--- TEXT Enclosed Below ---

Britain, for a variety of reasons, is not suited to belonging to such a union.
It should withdraw from the EU as soon as possible, so that it does not spoil things for the other countries.
• Bricks-and-mortar shopping is so old-world, I hardly do it any more.
If I want, say, a nice fresh banana, I simply order it new on eBay at a knock-down price, and it is delivered the next day — avoiding traffic jams, parking problems and surly staff.
Given the decline of local post office services, I trust these will also soon be migrating to online.
• “You work from home, do you?” someone asked me the other day, with a touch of snide.
Well no, actually, I work for a non-state university, it just happens to be so starved of funding and other support that it is forced to operate from private addresses.
I suppose it’s over-optimistic to expect people, however sophisticated, to understand that a cultural system could be so rotten that it represents an inversion of what it should be — i.e. the able with the ‘wrong’ attitude forced to try and survive on the outside, and the inside composed increasingly of the mediocre.

--- End of Enclosed TEXT ---
--- LISTED RECORDS Enclosed Below ---

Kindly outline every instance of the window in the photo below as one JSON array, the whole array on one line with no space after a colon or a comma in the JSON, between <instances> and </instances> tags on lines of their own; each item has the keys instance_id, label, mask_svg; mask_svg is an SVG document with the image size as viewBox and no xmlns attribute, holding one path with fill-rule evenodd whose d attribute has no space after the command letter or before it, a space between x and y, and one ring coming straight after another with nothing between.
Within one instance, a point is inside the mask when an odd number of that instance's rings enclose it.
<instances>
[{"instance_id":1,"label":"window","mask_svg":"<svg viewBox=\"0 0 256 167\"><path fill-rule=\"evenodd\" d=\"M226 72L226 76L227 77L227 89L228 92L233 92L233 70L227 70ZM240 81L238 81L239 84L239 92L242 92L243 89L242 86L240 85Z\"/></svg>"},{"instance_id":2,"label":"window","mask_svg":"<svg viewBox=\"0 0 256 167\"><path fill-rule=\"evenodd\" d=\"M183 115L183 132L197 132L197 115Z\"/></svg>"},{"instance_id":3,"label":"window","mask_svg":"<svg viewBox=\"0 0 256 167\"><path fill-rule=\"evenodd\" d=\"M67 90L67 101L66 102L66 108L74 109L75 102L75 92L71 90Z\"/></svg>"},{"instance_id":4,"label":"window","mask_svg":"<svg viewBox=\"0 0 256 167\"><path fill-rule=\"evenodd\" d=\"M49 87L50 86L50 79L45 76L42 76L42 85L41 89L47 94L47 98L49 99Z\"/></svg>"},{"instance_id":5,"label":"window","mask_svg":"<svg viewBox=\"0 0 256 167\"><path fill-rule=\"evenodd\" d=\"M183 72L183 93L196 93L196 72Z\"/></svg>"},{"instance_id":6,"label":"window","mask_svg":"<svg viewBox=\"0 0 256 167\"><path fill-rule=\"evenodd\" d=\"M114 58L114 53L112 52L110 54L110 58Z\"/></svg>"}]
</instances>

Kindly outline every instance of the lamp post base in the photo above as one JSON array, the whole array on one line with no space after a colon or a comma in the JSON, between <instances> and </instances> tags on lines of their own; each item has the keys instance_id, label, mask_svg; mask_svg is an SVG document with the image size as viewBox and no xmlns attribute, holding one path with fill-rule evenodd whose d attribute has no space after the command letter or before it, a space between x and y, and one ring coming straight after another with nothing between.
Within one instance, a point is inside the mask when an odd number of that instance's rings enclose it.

--- End of Enclosed LISTED RECORDS ---

**QUESTIONS:**
(a) Translate this sentence from the commentary on Britain, shopping and universities into Spanish: "Given the decline of local post office services, I trust these will also soon be migrating to online."
(b) Please continue the commentary on Britain, shopping and universities, beginning after its final sentence, which ends with "the inside composed increasingly of the mediocre."

**ANSWERS TO THE TASKS:**
(a) Dado el declive de los servicios de las oficinas de correos locales, confío en que estos también pronto pasen a funcionar en línea.

(b)
As various cynics of the past have observed, human incomprehension is often deliberate.
[12 Dec]
* I acknowledge the argument that the current level of immigration is necessary because the indigenous workforce, once infected with the prevailing ideology, becomes as useless as chocolate teapots.
ten predictions for 2012:
• The government ceases to pay state pensions to all except the “really needy”, but increases overseas aid, on the basis that this will allow us to “keep our heads held high”.
• Botany lecturers take to the streets of Uxbridge to demand (a) “an end to Tory rule”, (b) more desk space.
• A movie is made about the lives of Bertrand and Dora Russell, starring Tom Cruise and Cameron Diaz, and featuring several ‘hot’ sex scenes.
• Nick Clegg announces that university admissions will be taken over by a new regulatory body which will select intake for every institution, to ensure that the proportions of students whose parents are telephone hygienists, rodent operatives etc. are the same as in society as a whole. The new body will be called The Office for Correct Composition, or “Ofcoc”.
• German housewives become lenders of last resort for the Club Med countries.
• Richard Dawkins guest-edits Living Marxism, relaunched for the occasion.
• Hacked emails from a philosophy faculty reveal professors referring to a pro-Christian colleague as “that damned God-hugger”.
• Paul Krugman calls for a doubling of the US money supply, to stave off recession.
• The General Medical Council lobbies Brussels for a ban on online discussions of health problems, unless supervised by one of their members.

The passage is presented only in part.